WRITTEN PROBLEM: Without the pictures, set down the records below word for word.

── RECORDS TO PROCESS ──

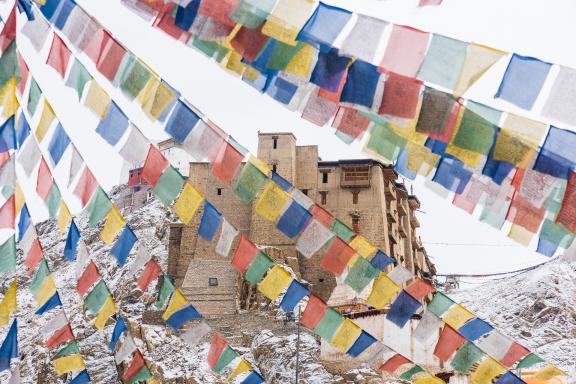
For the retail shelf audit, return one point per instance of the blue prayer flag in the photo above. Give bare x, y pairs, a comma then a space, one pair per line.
71, 246
7, 135
181, 122
523, 80
474, 329
324, 26
361, 84
185, 15
114, 125
210, 222
294, 219
24, 222
9, 348
181, 317
362, 343
81, 378
381, 260
119, 329
295, 292
557, 156
402, 309
53, 302
22, 130
329, 70
282, 182
253, 378
58, 144
122, 247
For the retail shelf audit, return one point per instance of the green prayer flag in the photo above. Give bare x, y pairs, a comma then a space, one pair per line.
34, 95
69, 349
169, 185
98, 207
329, 324
225, 358
343, 231
78, 78
166, 290
361, 274
258, 268
411, 372
440, 304
96, 298
529, 361
249, 183
8, 255
42, 272
466, 356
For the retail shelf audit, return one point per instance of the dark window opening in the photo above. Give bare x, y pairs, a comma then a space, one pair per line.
323, 196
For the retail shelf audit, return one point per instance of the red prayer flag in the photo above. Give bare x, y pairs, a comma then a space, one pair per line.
314, 312
89, 277
226, 162
350, 122
394, 363
217, 346
35, 254
151, 272
405, 50
249, 42
337, 256
401, 95
135, 366
514, 354
59, 55
419, 289
44, 180
322, 215
8, 213
448, 343
60, 337
154, 165
86, 186
246, 251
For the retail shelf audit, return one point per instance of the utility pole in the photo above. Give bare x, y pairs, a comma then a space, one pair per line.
298, 345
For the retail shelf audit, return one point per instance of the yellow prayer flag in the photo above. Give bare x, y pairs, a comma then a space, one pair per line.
243, 366
114, 224
8, 100
177, 302
487, 371
272, 201
46, 120
108, 309
46, 291
457, 316
71, 363
275, 282
364, 247
383, 291
64, 217
346, 335
187, 203
8, 304
97, 100
548, 372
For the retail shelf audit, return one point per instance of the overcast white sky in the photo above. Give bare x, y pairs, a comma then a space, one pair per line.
538, 28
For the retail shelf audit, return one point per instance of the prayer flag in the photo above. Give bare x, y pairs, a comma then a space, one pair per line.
523, 80
122, 247
210, 222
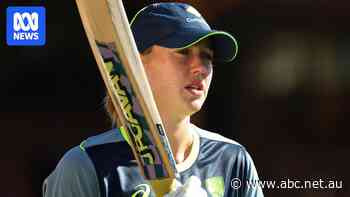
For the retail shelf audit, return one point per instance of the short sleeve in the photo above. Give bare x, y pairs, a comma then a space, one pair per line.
74, 176
244, 179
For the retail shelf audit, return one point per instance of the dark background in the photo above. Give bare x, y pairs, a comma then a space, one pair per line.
285, 97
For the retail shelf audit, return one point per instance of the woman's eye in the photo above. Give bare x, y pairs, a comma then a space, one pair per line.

───

REPLY:
For the retail shelf audit, return one point per instance of the blue prayer flag in the photo above. Give bare x, y pairs, a comma then a space, one pair per line.
71, 246
7, 135
181, 122
523, 80
474, 329
324, 26
361, 84
185, 15
114, 125
210, 222
294, 219
24, 222
9, 348
181, 317
362, 343
81, 378
381, 260
119, 329
295, 292
557, 156
402, 309
53, 302
22, 130
329, 70
282, 182
253, 378
58, 144
122, 247
For the retail shelf audit, return one point per instance of the green prayer flag in the photo above. Give bare x, y pairs, a comma then a space, one pair per line.
34, 95
69, 349
169, 185
98, 207
329, 324
225, 358
343, 231
78, 78
166, 290
361, 274
258, 268
411, 372
440, 304
96, 298
529, 361
249, 183
8, 255
42, 272
466, 356
For the retail shelf audit, return one point per instance of the dark window opening in the photo above. Give bare x, y pairs, a comma then a space, one pair per line.
323, 196
For the retail shelf audit, return one point per instance of the red prayer flag in the photo above. Give bare x, y pairs, a comma then a space, one pair per line.
314, 312
89, 277
226, 162
350, 122
394, 363
217, 346
35, 254
151, 272
405, 50
249, 42
337, 256
401, 95
135, 366
514, 354
59, 55
419, 289
44, 180
322, 215
8, 213
448, 343
60, 337
154, 165
86, 186
246, 251
For the retail shelf audit, return one point per instance of the utility pole in the photo above. Give bare x, y pairs, a comma then a space, one pair per line.
298, 345
For the retail shelf audit, return one point per instance of the yellow prayer flag in the photo above. Give bare x, y pairs, a comma then a space, one pair per line.
243, 366
114, 224
8, 100
177, 302
487, 371
272, 201
46, 120
108, 309
46, 291
457, 316
71, 363
275, 282
364, 247
383, 291
64, 217
346, 335
187, 203
8, 304
97, 100
548, 372
For the retail shelf audit, return one point per instance of the overcast white sky in the photo above. Give bare x, y pairs, a comma then a space, one pair per line.
538, 28
For the retail shelf audit, return one point per instance of the prayer flag in the photo above. Give bare x, y pairs, a comma then a space, one pair per line.
523, 80
122, 247
210, 222
For the retail shelf audit, return one point per instance of the short sleeve in the photo above. Give bare x, y pairs, a comma then a space, one pair per line.
74, 176
244, 179
For the retail shelf audit, return one point per instance of the dark background in the photo above. Give bare x, y pairs, a comma then a space, one pair per line.
285, 97
For the retail shelf audit, return one point per instance of the woman's eye in the photo above. Give bare x, y pairs, a comma then a space, one pair per line.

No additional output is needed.